**ATTIVITÀ**
1 > Cita dall'articolo sul caso Tramontano il tratto da "Orrore figlio del" fino a "perdita di sangue.".
2 > Riscrivi in forma di elenco il paragrafo dell'articolo sul caso Tramontano che comincia con "L'esperto ha aggiunto", mantenendone i fatti principali.

**BRANO DEL DOCUMENTO**
● ● ● ●

Attualità

IN GIUSTIZIA – Caso Tramontano: l’orrore, figlio del vizio

di Francesco Da Riva Grechi -


Orrore figlio del vizio: al processo per il femminicidio di Giulia Tramontano e l’infanticidio del piccolo Thiago, che avrebbe visto la luce dopo un paio di mesi, la Corte d’Assise di Milano ha ascoltato, la scorsa settimana, il collegio dei medici legali. Uno degli esperti, che si è occupato dell’autopsia di Giulia, per cui è a processo il compagno, Alessandro Impagnatiello, accusa l’ex barman di aver tentato di avvelenare la vittima per mesi con il topicida prima di ucciderla lo scorso 27 maggio con 37 coltellate.
La 29enne, incinta al settimo mese, è morta per emorragia e il suo corpo presenta «una serie di lesioni vascolari che hanno interessato il distretto del collo (ben 24) e toracico», sono le coltellate alla carotide sul lato destro e un’altra lesione alla vena succlavia sul lato sinistro a determinare una «rapidissima» perdita di sangue.
L’esperto ha aggiunto che le 37 coltellate, un «numero sicuramente elevato» sono state inferte con strumenti da cucina: «Almeno un paio di coltelli sequestrati in casa sono compatibili con le ferite». Il difensore della famiglia della 29enne ha chiesto di procedere a porte chiuse, di fronte a «immagini necessarie per l’istruttoria, ma che è meglio non mostrare» alla stampa e agli studenti presenti in aula. I giornalisti, e il pubblico, potranno tornare in aula solo per le conclusioni orali dei medici legali che hanno eseguito l’accertamento sul corpo senza vita della giovane donna incinta del piccolo Thiago.
È su questo aspetto che l’orrore del fatto, che si rivive nell’istruttoria davanti alla Corte d’Assise, esce dallo schema del processo mediatico per avere superato la stessa quotidiana “consuetudine” con la banalità del male che siamo costretti a sopportare.
Alessandro Impagniatiello ha 30 anni e lavorava come barman in un albergo di lusso di Milano. Era conosciuto e abituato alla vita dei locali più esclusivi e prestigiosi della città.

● ● ● ●

Voci di dati raccolte:
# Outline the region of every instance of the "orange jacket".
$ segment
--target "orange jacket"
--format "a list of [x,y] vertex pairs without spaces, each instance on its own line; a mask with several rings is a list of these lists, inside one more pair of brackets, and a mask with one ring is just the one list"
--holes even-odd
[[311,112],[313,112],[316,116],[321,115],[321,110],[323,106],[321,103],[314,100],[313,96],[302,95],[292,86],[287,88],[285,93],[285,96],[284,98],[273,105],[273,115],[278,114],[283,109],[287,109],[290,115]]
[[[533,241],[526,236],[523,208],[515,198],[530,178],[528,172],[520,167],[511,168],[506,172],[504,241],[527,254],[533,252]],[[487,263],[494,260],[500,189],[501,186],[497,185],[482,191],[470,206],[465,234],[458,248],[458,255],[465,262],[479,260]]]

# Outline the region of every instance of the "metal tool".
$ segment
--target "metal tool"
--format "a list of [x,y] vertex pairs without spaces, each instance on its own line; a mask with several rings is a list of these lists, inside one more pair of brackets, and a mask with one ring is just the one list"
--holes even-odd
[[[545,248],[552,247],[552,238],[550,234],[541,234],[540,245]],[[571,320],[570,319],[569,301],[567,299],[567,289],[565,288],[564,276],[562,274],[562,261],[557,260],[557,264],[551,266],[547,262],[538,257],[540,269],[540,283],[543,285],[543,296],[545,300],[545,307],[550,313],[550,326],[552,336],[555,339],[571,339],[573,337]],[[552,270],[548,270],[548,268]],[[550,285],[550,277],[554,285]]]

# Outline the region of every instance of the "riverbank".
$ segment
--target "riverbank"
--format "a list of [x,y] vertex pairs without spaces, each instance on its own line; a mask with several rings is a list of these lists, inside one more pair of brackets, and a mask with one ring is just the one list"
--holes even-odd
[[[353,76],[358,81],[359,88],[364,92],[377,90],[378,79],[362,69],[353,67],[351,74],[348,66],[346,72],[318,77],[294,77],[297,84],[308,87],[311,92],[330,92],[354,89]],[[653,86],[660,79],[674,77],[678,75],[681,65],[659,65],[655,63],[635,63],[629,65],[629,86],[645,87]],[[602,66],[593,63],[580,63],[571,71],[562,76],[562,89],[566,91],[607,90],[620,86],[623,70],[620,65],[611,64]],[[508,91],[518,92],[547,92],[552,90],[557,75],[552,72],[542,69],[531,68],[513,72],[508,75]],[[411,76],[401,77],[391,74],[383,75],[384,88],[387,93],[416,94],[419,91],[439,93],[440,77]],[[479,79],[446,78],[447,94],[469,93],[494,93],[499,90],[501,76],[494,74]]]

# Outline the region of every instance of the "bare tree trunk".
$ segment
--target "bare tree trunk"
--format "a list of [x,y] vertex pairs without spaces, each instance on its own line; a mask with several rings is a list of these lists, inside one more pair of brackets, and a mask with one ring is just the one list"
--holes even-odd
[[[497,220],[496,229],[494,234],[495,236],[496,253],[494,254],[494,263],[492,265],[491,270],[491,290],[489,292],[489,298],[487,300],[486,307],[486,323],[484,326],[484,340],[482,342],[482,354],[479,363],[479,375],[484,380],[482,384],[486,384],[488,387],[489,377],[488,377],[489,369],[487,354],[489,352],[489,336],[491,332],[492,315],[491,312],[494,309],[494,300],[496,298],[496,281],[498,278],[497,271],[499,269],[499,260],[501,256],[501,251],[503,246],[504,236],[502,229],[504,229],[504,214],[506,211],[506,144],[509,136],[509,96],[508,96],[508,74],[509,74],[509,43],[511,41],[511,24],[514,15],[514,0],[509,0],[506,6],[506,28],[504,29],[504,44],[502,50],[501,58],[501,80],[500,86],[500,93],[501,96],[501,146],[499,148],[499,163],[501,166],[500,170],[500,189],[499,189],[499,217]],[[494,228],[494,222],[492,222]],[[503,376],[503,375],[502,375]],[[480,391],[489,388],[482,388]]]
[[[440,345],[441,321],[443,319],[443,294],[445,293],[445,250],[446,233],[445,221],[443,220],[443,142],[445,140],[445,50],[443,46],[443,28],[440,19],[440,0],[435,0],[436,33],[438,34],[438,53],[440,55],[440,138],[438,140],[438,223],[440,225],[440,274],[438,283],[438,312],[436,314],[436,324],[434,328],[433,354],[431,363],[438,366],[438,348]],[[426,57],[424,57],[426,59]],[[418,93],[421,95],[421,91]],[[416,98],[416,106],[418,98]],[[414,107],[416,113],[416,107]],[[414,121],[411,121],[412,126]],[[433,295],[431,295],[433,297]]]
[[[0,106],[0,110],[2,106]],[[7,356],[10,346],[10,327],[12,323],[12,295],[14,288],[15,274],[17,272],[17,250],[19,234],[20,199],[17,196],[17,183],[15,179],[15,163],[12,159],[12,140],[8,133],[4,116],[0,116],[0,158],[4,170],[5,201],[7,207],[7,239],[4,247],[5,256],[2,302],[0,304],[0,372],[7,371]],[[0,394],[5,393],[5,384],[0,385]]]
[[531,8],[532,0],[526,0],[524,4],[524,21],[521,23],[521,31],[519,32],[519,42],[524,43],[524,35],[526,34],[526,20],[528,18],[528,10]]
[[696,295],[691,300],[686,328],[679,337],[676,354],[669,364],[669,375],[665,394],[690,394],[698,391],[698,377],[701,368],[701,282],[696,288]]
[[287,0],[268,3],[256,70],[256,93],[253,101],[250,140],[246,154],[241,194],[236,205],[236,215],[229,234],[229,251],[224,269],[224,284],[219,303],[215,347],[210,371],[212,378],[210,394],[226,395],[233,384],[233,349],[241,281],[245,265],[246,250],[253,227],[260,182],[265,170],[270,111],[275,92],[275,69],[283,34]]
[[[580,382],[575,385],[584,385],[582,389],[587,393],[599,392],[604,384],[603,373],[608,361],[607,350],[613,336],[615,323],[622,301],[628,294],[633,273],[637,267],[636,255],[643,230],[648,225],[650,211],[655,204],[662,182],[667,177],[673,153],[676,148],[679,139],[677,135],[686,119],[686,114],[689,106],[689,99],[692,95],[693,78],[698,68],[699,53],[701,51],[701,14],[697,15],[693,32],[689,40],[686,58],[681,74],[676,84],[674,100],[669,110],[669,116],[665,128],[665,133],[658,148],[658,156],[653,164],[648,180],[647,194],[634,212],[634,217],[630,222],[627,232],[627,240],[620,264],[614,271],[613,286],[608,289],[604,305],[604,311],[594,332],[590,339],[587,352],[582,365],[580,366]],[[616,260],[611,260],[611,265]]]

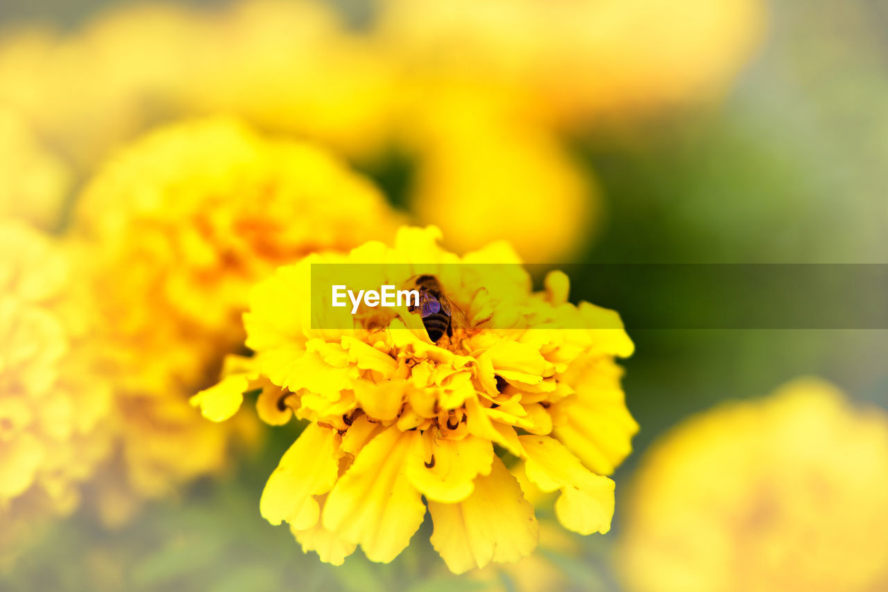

● ● ● ●

**SOLUZIONI DELL'ESERCIZIO**
1 >
Orrore figlio del vizio: al processo per il femminicidio di Giulia Tramontano e l’infanticidio del piccolo Thiago, che avrebbe visto la luce dopo un paio di mesi, la Corte d’Assise di Milano ha ascoltato, la scorsa settimana, il collegio dei medici legali. Uno degli esperti, che si è occupato dell’autopsia di Giulia, per cui è a processo il compagno, Alessandro Impagnatiello, accusa l’ex barman di aver tentato di avvelenare la vittima per mesi con il topicida prima di ucciderla lo scorso 27 maggio con 37 coltellate.
La 29enne, incinta al settimo mese, è morta per emorragia e il suo corpo presenta «una serie di lesioni vascolari che hanno interessato il distretto del collo (ben 24) e toracico», sono le coltellate alla carotide sul lato destro e un’altra lesione alla vena succlavia sul lato sinistro a determinare una «rapidissima» perdita di sangue.

2 >
- Le 37 coltellate, un numero «sicuramente elevato», sono state inferte con strumenti da cucina. Almeno un paio di coltelli sequestrati in casa sono compatibili con le ferite.
- Il difensore della famiglia della 29enne ha chiesto di procedere a porte chiuse. Le immagini sono necessarie per l'istruttoria, ma è meglio non mostrarle alla stampa e agli studenti presenti in aula.
- Giornalisti e pubblico potranno tornare in aula solo per le conclusioni orali dei medici legali che hanno eseguito l'accertamento sul corpo della giovane donna.